# Start of PROVIDED RECORDS

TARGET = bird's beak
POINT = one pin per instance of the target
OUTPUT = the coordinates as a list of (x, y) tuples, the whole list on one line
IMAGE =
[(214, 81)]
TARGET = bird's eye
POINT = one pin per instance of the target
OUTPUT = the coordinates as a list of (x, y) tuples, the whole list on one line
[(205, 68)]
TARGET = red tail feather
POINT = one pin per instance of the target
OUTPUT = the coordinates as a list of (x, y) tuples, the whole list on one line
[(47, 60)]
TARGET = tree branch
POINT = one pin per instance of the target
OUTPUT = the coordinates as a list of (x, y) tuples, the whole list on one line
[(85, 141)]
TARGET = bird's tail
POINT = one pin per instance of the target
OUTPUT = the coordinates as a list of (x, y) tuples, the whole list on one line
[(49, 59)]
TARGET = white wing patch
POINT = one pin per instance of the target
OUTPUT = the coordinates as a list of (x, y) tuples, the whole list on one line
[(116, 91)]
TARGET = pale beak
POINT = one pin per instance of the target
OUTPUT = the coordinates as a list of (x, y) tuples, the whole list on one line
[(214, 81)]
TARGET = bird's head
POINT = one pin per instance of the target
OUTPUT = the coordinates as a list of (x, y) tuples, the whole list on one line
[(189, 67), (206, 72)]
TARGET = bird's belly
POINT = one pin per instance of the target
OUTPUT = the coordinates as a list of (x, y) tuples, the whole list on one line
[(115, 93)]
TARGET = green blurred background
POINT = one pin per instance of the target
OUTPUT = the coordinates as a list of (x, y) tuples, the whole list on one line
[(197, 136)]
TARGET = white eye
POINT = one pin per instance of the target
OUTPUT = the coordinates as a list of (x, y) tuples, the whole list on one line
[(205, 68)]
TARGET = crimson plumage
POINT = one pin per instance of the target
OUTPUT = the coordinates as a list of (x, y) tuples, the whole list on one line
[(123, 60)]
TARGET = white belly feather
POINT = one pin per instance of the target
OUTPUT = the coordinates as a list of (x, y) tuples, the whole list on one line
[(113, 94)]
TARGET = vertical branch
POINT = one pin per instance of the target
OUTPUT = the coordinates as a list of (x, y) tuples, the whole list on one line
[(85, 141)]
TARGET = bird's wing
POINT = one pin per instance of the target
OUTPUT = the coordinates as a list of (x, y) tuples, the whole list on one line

# End of PROVIDED RECORDS

-- AIM OF THE EXERCISE --
Recast the items as a numbered list, dropping any blank lines, starting with the line that contains "TARGET = bird's belly" and going on through the end of the items.

-- EXERCISE OUTPUT --
1. TARGET = bird's belly
2. POINT = one pin per instance of the target
3. OUTPUT = the coordinates as a list of (x, y) tuples, the whole list on one line
4. [(115, 93)]
5. TARGET = green blurred background
6. POINT = one pin per instance of the target
7. OUTPUT = the coordinates as a list of (x, y) tuples, the whole list on one line
8. [(197, 136)]
9. TARGET = white eye
10. POINT = one pin per instance of the target
11. OUTPUT = the coordinates as a list of (x, y) tuples, the whole list on one line
12. [(205, 68)]
13. TARGET = crimson plumage
14. POINT = one pin per instance of the target
15. OUTPUT = the coordinates as a list of (x, y) tuples, the whole list on one line
16. [(123, 60)]
17. TARGET = white belly feather
18. POINT = one pin per instance of the target
19. OUTPUT = the coordinates as a list of (x, y) tuples, the whole list on one line
20. [(113, 94)]
21. TARGET = vertical branch
22. POINT = one pin per instance of the target
23. OUTPUT = the coordinates as a list of (x, y) tuples, the whole list on one line
24. [(85, 141)]
25. TARGET = bird's wing
26. POINT = one pin per instance of the target
27. OUTPUT = the coordinates as a list of (x, y) tuples, the whole list on one line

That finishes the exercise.